=== EXERCISE PROMPT ===
Treat the line containing "One point marks each instance of the aircraft nose" as the first line and the final line of the material below as the last; reproduce that range exactly.

# START OF DATA LINES

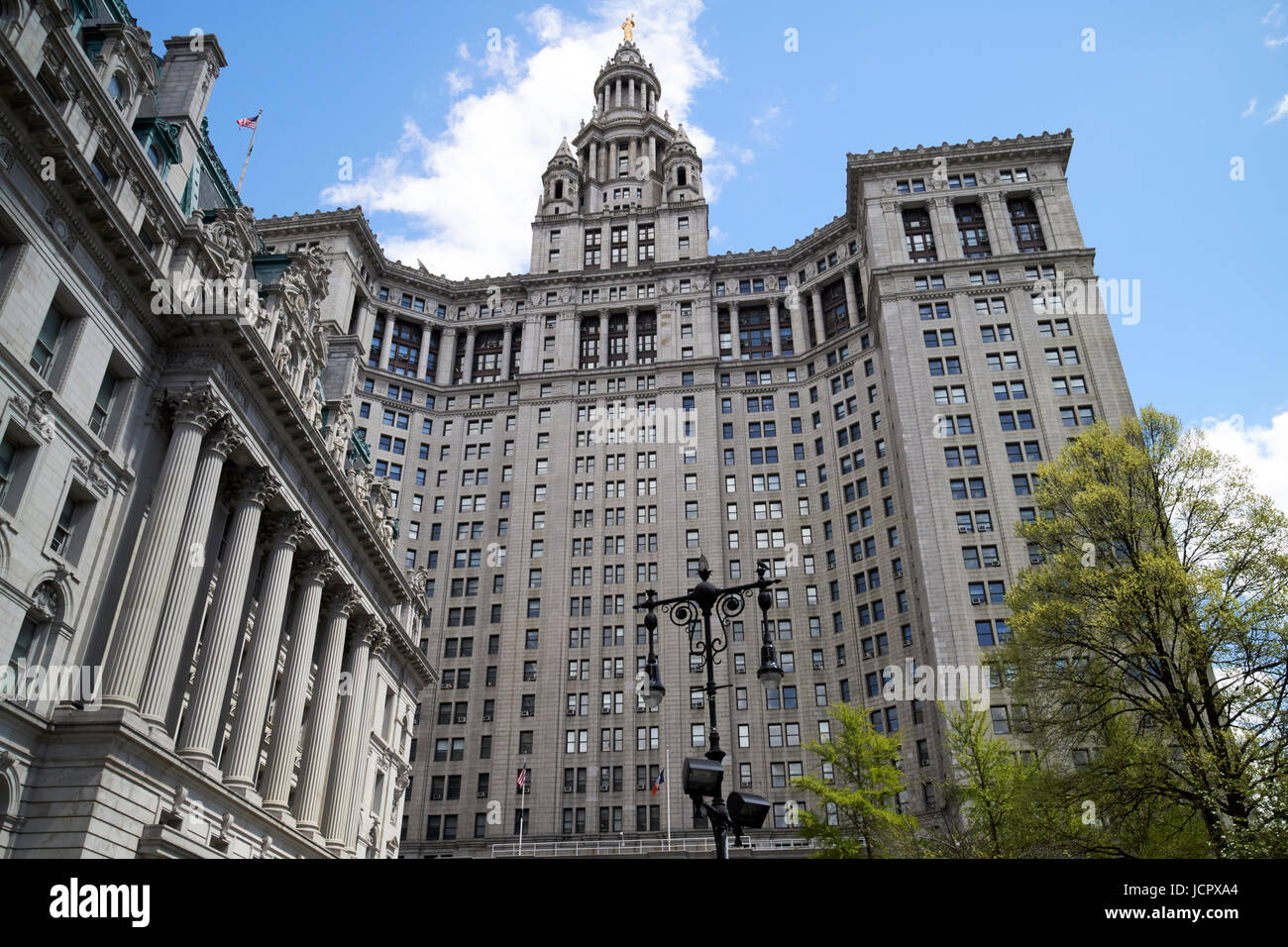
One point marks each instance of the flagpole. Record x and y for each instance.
(669, 804)
(249, 150)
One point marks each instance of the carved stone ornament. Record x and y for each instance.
(196, 405)
(339, 428)
(231, 239)
(46, 600)
(304, 283)
(91, 470)
(339, 600)
(419, 578)
(316, 569)
(37, 412)
(287, 527)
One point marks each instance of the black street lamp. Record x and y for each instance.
(703, 777)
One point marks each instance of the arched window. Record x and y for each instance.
(37, 624)
(117, 88)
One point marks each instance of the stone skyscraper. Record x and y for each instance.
(863, 408)
(209, 648)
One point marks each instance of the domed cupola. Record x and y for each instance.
(561, 182)
(682, 169)
(626, 81)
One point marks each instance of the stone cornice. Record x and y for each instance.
(993, 150)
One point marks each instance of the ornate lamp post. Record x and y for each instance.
(703, 777)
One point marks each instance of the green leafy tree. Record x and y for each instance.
(1149, 643)
(866, 781)
(986, 796)
(1003, 802)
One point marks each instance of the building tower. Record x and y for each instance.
(863, 408)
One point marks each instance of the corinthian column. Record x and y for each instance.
(286, 531)
(815, 299)
(287, 716)
(336, 607)
(339, 806)
(797, 311)
(506, 351)
(851, 304)
(776, 335)
(468, 368)
(446, 357)
(631, 334)
(253, 489)
(127, 663)
(185, 575)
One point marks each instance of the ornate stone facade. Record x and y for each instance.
(179, 488)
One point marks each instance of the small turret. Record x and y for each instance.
(561, 182)
(682, 169)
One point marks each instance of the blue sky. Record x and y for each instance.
(447, 140)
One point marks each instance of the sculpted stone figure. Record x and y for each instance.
(339, 431)
(282, 357)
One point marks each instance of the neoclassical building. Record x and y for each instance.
(863, 408)
(211, 648)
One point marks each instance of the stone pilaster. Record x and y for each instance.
(446, 357)
(468, 367)
(338, 604)
(284, 534)
(386, 342)
(193, 412)
(197, 740)
(340, 805)
(287, 716)
(815, 299)
(776, 337)
(506, 351)
(603, 338)
(797, 309)
(187, 571)
(851, 298)
(631, 335)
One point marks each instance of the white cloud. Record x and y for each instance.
(458, 82)
(463, 198)
(1262, 450)
(1280, 111)
(764, 125)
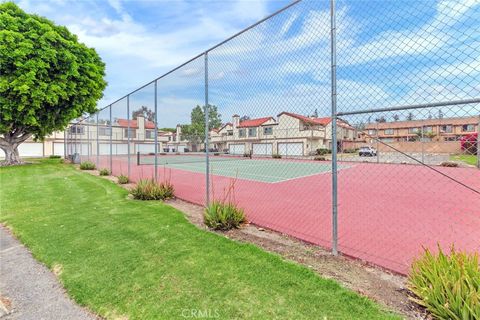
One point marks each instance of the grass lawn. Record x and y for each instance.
(467, 158)
(144, 260)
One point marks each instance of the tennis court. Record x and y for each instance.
(257, 169)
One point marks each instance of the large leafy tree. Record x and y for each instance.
(195, 131)
(47, 78)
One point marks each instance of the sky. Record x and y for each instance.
(389, 53)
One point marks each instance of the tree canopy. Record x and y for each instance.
(195, 131)
(47, 78)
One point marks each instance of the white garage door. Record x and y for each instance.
(80, 148)
(236, 149)
(262, 149)
(290, 149)
(58, 149)
(120, 148)
(31, 150)
(145, 148)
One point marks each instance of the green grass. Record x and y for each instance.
(144, 260)
(467, 158)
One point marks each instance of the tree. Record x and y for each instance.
(195, 131)
(145, 112)
(47, 78)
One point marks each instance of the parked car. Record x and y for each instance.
(367, 152)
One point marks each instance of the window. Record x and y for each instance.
(133, 133)
(446, 128)
(150, 134)
(76, 129)
(104, 131)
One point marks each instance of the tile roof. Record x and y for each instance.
(134, 124)
(254, 122)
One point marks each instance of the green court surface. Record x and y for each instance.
(262, 170)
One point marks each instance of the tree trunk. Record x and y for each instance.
(11, 155)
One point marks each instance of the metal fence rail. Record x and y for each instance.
(338, 121)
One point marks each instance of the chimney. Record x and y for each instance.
(179, 133)
(235, 120)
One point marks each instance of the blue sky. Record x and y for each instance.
(389, 53)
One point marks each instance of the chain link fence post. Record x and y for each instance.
(207, 160)
(334, 129)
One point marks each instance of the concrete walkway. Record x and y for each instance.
(30, 290)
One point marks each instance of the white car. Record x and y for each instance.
(367, 152)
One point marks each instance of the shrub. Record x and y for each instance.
(148, 189)
(447, 285)
(323, 151)
(449, 164)
(122, 179)
(87, 165)
(223, 216)
(104, 172)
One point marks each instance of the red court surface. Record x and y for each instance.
(386, 212)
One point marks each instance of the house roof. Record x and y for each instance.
(254, 122)
(320, 121)
(423, 122)
(134, 124)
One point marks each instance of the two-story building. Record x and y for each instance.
(288, 134)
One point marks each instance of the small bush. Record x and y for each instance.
(449, 164)
(323, 151)
(148, 189)
(447, 285)
(122, 179)
(223, 216)
(87, 165)
(104, 172)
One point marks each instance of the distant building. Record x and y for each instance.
(289, 134)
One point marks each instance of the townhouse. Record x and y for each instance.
(288, 134)
(445, 129)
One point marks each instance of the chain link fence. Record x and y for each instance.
(351, 124)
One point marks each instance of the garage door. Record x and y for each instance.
(120, 148)
(264, 149)
(31, 150)
(58, 149)
(145, 148)
(236, 149)
(290, 149)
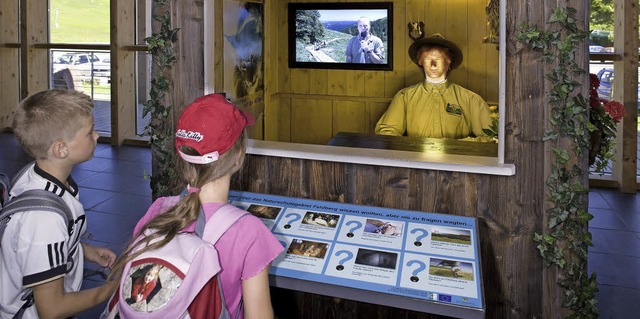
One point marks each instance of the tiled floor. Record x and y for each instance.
(115, 194)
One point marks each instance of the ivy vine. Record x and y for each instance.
(160, 127)
(566, 243)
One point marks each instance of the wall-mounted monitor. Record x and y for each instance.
(341, 35)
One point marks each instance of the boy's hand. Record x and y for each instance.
(100, 255)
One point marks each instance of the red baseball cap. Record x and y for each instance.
(210, 125)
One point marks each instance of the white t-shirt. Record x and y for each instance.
(37, 247)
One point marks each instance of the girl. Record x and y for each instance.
(210, 141)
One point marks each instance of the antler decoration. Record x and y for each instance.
(493, 21)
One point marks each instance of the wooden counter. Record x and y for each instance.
(415, 144)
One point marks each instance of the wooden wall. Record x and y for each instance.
(9, 67)
(510, 209)
(311, 105)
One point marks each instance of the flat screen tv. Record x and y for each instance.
(341, 35)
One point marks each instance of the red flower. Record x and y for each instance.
(615, 109)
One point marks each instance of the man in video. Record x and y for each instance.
(365, 47)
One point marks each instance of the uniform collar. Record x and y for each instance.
(435, 88)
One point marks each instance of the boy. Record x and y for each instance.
(38, 252)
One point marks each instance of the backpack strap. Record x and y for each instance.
(39, 200)
(218, 224)
(5, 183)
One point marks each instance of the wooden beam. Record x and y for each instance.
(9, 61)
(625, 86)
(123, 85)
(35, 62)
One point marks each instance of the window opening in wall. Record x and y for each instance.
(81, 23)
(88, 72)
(601, 41)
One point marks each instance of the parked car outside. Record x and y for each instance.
(606, 80)
(87, 66)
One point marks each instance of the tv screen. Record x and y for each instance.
(341, 35)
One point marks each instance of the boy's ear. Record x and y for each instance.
(59, 149)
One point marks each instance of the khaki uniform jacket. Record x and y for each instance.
(444, 110)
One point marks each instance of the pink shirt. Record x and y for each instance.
(244, 250)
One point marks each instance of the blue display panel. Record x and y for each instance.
(433, 258)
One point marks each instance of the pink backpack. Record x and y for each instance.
(178, 280)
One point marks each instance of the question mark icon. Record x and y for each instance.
(348, 254)
(421, 267)
(357, 225)
(418, 242)
(295, 218)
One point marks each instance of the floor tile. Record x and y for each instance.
(597, 201)
(618, 302)
(13, 153)
(126, 153)
(97, 164)
(130, 168)
(90, 197)
(109, 229)
(118, 183)
(615, 270)
(607, 219)
(127, 205)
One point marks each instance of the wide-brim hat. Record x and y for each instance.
(437, 39)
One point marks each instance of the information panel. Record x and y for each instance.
(426, 256)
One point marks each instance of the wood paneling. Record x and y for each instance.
(35, 73)
(123, 88)
(9, 63)
(510, 209)
(463, 22)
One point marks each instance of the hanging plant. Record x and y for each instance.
(160, 127)
(566, 242)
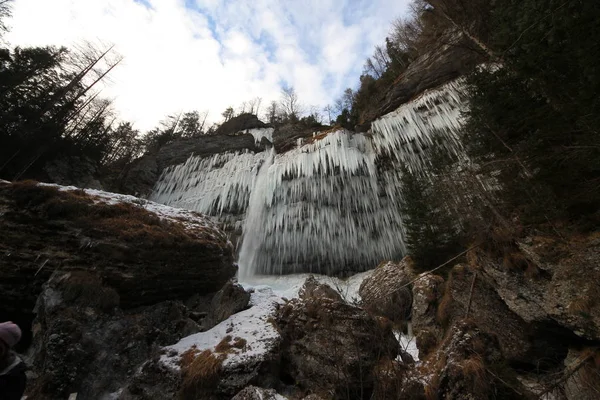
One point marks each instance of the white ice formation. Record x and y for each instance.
(332, 204)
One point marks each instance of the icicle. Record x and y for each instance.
(324, 206)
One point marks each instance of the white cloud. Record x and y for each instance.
(212, 54)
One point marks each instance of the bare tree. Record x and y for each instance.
(5, 12)
(228, 113)
(289, 102)
(377, 64)
(272, 112)
(328, 109)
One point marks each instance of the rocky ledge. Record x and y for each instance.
(99, 280)
(145, 251)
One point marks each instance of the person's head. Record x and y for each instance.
(10, 334)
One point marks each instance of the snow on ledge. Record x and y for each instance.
(252, 325)
(194, 223)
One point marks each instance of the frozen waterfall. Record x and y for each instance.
(330, 205)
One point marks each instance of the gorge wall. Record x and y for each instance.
(331, 203)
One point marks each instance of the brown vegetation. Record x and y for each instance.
(200, 374)
(224, 345)
(126, 221)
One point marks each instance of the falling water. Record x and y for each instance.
(332, 204)
(253, 223)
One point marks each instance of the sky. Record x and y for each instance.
(183, 55)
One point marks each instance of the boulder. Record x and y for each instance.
(217, 364)
(142, 175)
(145, 252)
(582, 371)
(332, 348)
(557, 285)
(256, 393)
(84, 343)
(232, 298)
(385, 291)
(239, 123)
(314, 289)
(515, 336)
(469, 365)
(449, 59)
(427, 292)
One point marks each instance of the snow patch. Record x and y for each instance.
(251, 325)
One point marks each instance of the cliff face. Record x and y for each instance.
(144, 251)
(445, 61)
(99, 280)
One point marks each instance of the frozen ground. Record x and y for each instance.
(253, 325)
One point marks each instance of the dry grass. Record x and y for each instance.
(474, 371)
(125, 221)
(444, 310)
(224, 345)
(200, 373)
(587, 301)
(432, 387)
(590, 373)
(87, 290)
(389, 377)
(239, 343)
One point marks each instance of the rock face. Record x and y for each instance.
(231, 299)
(76, 171)
(438, 66)
(331, 347)
(144, 173)
(427, 292)
(385, 292)
(468, 366)
(145, 252)
(240, 123)
(256, 393)
(313, 289)
(560, 286)
(85, 344)
(515, 336)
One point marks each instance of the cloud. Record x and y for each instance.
(182, 55)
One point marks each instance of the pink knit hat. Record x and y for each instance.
(10, 333)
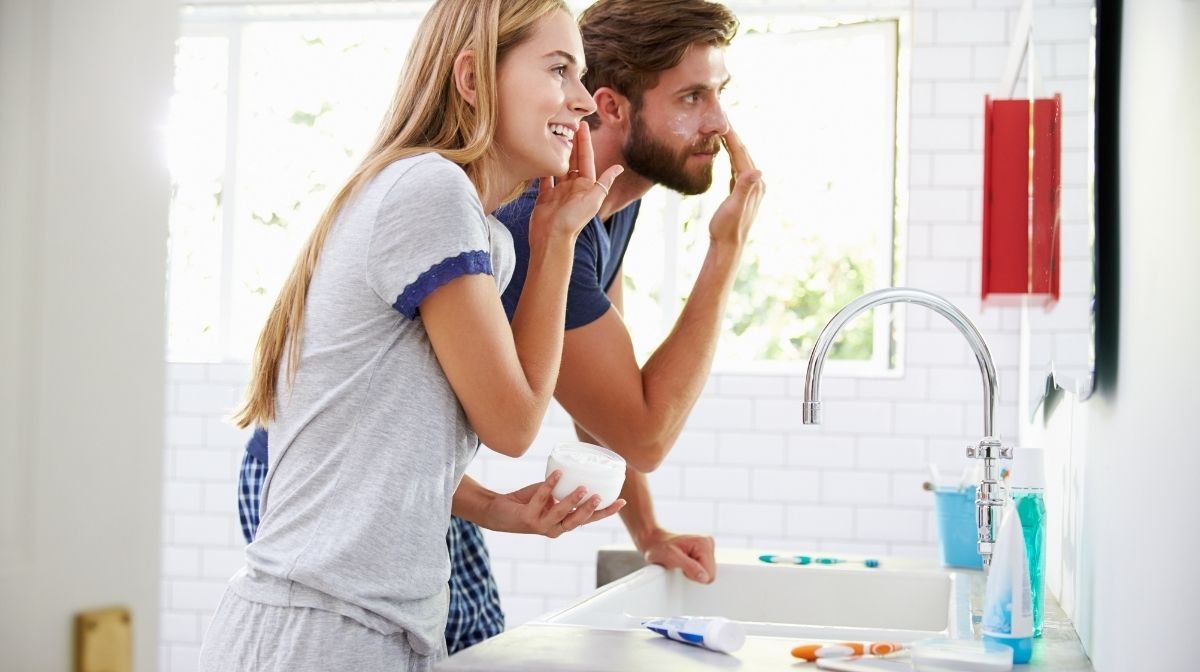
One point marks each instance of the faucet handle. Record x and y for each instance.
(990, 448)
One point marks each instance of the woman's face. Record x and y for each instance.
(541, 100)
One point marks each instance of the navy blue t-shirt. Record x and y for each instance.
(599, 252)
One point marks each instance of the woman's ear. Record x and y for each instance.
(612, 108)
(465, 76)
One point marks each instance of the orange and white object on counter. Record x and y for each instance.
(844, 649)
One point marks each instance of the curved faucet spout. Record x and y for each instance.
(811, 408)
(989, 502)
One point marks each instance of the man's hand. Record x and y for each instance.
(690, 552)
(732, 220)
(533, 510)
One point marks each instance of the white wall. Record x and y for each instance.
(745, 469)
(83, 203)
(1127, 462)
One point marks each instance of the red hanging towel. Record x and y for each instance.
(1020, 199)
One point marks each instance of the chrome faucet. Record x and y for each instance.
(989, 502)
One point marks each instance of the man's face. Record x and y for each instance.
(677, 129)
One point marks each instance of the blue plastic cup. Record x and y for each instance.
(957, 531)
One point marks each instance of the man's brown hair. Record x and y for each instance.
(630, 42)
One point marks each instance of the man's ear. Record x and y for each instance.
(612, 108)
(465, 76)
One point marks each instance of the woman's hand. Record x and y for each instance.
(533, 510)
(568, 203)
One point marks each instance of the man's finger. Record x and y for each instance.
(739, 156)
(582, 153)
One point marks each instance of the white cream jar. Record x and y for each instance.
(599, 469)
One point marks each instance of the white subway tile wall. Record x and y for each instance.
(745, 469)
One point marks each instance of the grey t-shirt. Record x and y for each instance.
(370, 442)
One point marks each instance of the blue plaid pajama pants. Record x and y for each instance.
(475, 611)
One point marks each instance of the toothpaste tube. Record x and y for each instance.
(711, 633)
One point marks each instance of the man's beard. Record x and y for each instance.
(658, 162)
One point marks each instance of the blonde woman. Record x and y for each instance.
(389, 357)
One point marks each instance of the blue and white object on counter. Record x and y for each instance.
(809, 559)
(1007, 606)
(711, 633)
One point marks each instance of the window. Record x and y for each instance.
(275, 103)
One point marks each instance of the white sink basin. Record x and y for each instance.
(901, 600)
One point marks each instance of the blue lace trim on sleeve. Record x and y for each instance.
(467, 263)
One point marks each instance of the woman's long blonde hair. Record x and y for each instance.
(426, 114)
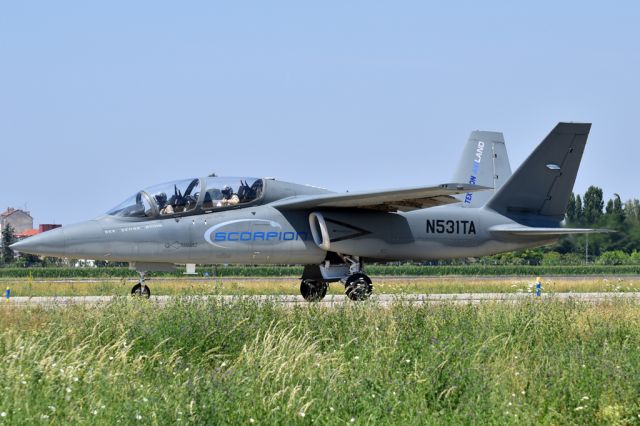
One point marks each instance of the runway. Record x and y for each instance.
(333, 300)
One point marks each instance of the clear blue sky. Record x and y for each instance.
(100, 99)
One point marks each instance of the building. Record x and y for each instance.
(19, 220)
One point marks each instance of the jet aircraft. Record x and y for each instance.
(250, 221)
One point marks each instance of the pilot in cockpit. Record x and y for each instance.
(228, 197)
(163, 207)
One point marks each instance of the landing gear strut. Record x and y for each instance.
(313, 290)
(141, 289)
(358, 287)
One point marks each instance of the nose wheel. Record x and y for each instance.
(141, 289)
(313, 290)
(358, 287)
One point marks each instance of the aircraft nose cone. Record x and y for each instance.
(50, 243)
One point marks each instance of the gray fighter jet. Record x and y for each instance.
(250, 221)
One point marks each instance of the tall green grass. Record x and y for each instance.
(241, 362)
(291, 271)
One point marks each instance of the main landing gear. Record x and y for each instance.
(349, 271)
(141, 289)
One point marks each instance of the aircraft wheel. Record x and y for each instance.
(313, 291)
(358, 287)
(141, 290)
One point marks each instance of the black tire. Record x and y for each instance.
(312, 290)
(139, 291)
(358, 287)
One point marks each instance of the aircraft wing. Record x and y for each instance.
(403, 199)
(532, 231)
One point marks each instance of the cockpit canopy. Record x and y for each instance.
(190, 196)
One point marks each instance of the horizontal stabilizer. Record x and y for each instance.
(392, 200)
(540, 232)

# END OF DATA LINES

=== WORKED SOLUTION ===
One point marks each instance of the aircraft nose cone. Record x and y for each instance.
(50, 243)
One point marks each instance of the gray fighter jet. Record x and y for each instance.
(250, 221)
One point marks each instance of the tall green grass. Record x and y for each instance.
(241, 362)
(291, 271)
One point marks each instance of the main landing gear. Record x and y for each instance.
(349, 271)
(141, 289)
One point marks each instance of the aircraft wheel. Record x and y for each instance.
(313, 291)
(358, 287)
(141, 290)
One point marks each instance of the black tire. Record x and y for each instance.
(312, 290)
(139, 291)
(358, 287)
One point marks each instance of the aircraft wing. Record x and y for each instance.
(403, 199)
(532, 231)
One point marks each instance of the cockpit canopy. Record x and y for each instance.
(190, 196)
One point marks each instance of the horizontal stabilizer. Record x and y for each instance.
(392, 200)
(540, 232)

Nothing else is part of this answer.